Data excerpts
####################

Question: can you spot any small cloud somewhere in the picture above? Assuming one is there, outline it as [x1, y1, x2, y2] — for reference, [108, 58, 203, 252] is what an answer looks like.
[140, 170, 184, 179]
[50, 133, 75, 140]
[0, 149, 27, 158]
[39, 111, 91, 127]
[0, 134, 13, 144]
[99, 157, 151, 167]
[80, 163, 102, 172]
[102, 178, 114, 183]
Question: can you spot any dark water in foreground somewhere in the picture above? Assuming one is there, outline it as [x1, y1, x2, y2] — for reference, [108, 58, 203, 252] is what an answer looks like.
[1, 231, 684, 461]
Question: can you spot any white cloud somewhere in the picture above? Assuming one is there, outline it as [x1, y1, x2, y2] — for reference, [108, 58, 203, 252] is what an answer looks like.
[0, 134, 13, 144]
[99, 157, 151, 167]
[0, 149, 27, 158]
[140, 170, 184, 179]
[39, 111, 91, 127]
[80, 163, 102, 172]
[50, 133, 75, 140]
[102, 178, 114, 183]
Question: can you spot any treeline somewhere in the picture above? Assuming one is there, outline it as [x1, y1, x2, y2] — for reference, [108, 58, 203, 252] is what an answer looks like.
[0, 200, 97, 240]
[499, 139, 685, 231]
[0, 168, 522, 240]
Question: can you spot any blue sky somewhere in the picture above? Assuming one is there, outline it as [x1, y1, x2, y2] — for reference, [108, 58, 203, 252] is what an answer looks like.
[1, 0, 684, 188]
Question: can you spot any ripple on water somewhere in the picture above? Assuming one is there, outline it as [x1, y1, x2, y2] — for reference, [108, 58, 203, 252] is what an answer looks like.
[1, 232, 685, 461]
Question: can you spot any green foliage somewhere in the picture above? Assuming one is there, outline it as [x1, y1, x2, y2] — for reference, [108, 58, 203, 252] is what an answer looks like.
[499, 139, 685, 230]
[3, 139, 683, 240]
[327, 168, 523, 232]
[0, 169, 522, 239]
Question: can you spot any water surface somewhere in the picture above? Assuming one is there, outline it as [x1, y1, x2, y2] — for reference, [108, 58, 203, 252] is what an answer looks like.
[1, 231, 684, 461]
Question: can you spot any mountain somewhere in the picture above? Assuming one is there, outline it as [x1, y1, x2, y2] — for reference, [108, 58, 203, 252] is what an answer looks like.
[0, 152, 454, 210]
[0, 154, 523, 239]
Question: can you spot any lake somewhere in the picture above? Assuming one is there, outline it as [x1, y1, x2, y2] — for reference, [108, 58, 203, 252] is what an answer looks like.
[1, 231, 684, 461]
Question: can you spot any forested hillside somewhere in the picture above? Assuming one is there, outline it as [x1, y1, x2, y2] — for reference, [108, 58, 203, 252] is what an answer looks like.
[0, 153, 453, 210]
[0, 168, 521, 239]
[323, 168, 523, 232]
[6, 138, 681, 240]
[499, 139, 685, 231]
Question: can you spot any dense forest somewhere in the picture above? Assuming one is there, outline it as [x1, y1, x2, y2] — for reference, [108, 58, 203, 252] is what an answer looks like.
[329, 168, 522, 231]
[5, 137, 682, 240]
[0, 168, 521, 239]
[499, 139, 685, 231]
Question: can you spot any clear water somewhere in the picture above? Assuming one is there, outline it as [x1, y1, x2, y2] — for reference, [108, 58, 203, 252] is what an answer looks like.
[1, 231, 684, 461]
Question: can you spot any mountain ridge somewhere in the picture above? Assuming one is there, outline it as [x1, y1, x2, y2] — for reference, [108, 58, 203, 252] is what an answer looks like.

####################

• **WHAT THE TASK REQUIRES**:
Exactly reproduce every line found in the records.

• **SOLUTION FOR THIS PROBLEM**:
Question: can you spot any small cloud somewhere in the picture above? Assuming one is there, outline it as [x1, y1, x2, y2] — for reference, [108, 58, 203, 252] is what an answer looks like.
[140, 170, 184, 179]
[50, 133, 75, 140]
[0, 149, 27, 158]
[39, 111, 91, 127]
[0, 134, 13, 144]
[99, 157, 151, 167]
[80, 163, 102, 172]
[102, 178, 114, 183]
Question: can you spot any dark water in foreground somewhere in the picture above? Assuming one is there, outline it as [x1, y1, x2, y2] — for reference, [108, 58, 203, 252] is what an answer looks like.
[1, 231, 684, 461]
Question: can you spot any white cloud somewhere in the picture above? Assuming one is there, outline it as [x1, y1, x2, y2] — for reference, [108, 58, 203, 252] is what an answer looks like.
[0, 134, 13, 144]
[99, 157, 151, 167]
[0, 149, 27, 158]
[140, 170, 184, 179]
[39, 111, 91, 127]
[80, 163, 102, 172]
[50, 133, 75, 140]
[102, 178, 114, 183]
Question: can you spot any treeline somewhere in the picture above? Assuming one is there, outline it as [x1, y1, x2, y2] — for reference, [108, 58, 203, 252] is what an answer looks like.
[0, 200, 97, 240]
[499, 139, 685, 231]
[0, 168, 522, 240]
Question: can you spot any blue sky somewhere in the picture above? Assuming one is there, outline it as [x1, y1, x2, y2] — for reference, [108, 58, 203, 252] is what an answer looks like.
[1, 0, 684, 188]
Question: can you spot any ripple on water somewhere in the picture above? Assuming one is there, outline it as [x1, y1, x2, y2] — for reference, [108, 58, 203, 252] is what an answer looks like.
[1, 232, 685, 461]
Question: can you spot any green foliage somewhere in the picture above? Assuming one is there, outline it as [x1, y1, x2, y2] — for reference, [108, 58, 203, 252] is what an answer looks like.
[499, 139, 685, 230]
[3, 139, 683, 240]
[327, 168, 523, 232]
[0, 169, 522, 239]
Question: can you spot any water surface somewhere in the picture above? Assuming one is there, outline it as [x1, y1, x2, y2] — for reference, [108, 58, 203, 252] is what an answer looks like.
[1, 231, 684, 461]
Question: can you spot any mountain somewhere in the picture above? Assuming one is there, outline it as [x1, y1, x2, y2] — for reference, [108, 58, 203, 252] is what an answer looks like.
[0, 152, 454, 210]
[0, 154, 523, 239]
Question: can you spot any lake somewhere in the picture above? Assuming one is there, outline it as [x1, y1, x2, y2] — for reference, [108, 58, 203, 252] is what an answer looks like.
[1, 231, 684, 461]
Question: can you spot any forested hillside somewhere in the picture above? Assuming one is there, outline it as [x1, y1, x2, y2] — for reference, [108, 58, 203, 252] is what an answer looks like.
[0, 153, 453, 210]
[0, 168, 521, 239]
[323, 168, 523, 232]
[6, 138, 681, 240]
[499, 139, 685, 231]
Question: can you spot any dense forest somewhere in the picture above? Assuming one is there, outline it as [x1, y1, x2, y2] — for reference, [108, 58, 203, 252] is what an answer looks like.
[329, 168, 522, 231]
[5, 137, 682, 240]
[0, 168, 521, 239]
[499, 139, 685, 231]
Question: can you spot any clear water somewhere in the picture above? Assuming one is there, outline it as [x1, y1, x2, y2] — for reference, [108, 58, 203, 252] is what an answer looks like.
[1, 231, 684, 461]
Question: can you spot any mountain ridge somewhere in the picture above? Assuming one is there, outline it as [x1, y1, x2, y2] — for reference, [108, 58, 203, 252] is what an answer looks like.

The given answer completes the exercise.